*WHAT YOU SHOULD DO*
In how many lines of the entries below does the string "mountain" appear, with case counting? Reply with the number only.

-- Start DATASET EXTRACT --

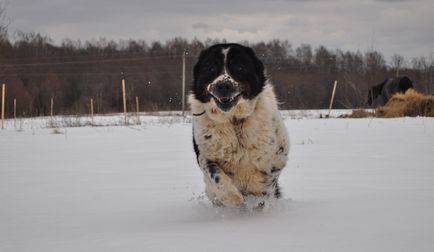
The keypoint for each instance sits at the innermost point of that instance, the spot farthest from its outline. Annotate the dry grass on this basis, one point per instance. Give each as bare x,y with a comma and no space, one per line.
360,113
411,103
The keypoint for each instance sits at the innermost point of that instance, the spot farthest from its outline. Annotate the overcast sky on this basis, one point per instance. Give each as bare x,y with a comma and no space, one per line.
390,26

-- End DATASET EXTRACT --
-- Start DATASET EXTRACT --

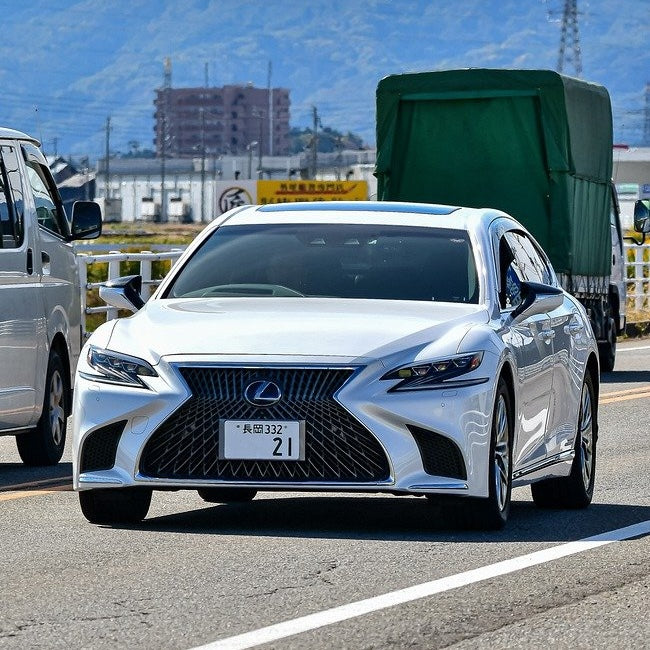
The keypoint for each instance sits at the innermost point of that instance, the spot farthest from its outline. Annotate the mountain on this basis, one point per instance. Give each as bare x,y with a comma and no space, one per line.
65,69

-- End DATASET EXTRACT --

*TASK OUTPUT*
1